#### THE RECORDS

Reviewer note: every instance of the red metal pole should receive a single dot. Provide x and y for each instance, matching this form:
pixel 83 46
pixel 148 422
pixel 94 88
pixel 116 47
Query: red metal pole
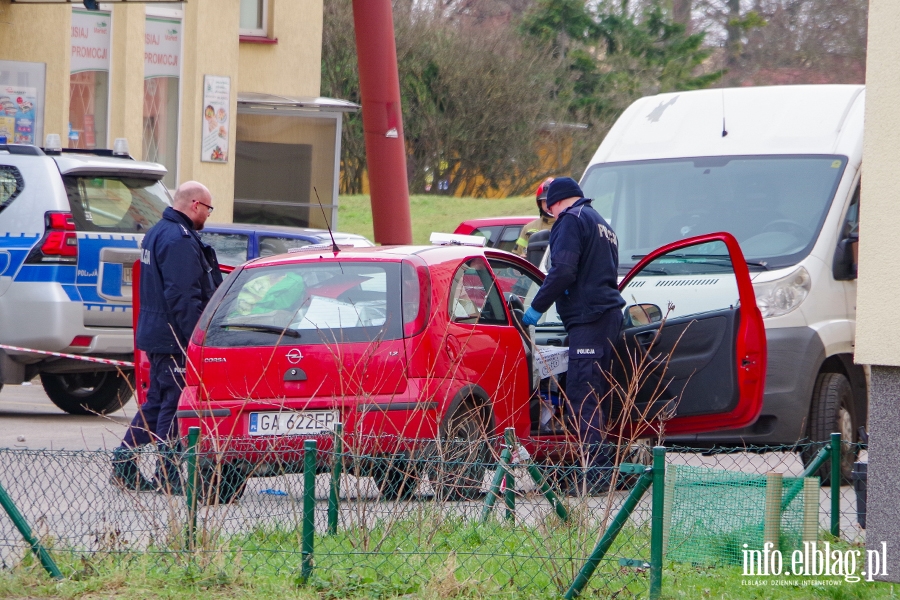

########

Each record above should come back exactly the same, only without its pictures.

### RESPONSE FOR THIS EXERCISE
Reviewer note: every instance of the red metal pole should receive a single dot. Provide x and y for each instance, matching this form:
pixel 83 46
pixel 148 422
pixel 94 88
pixel 116 47
Query: red metal pole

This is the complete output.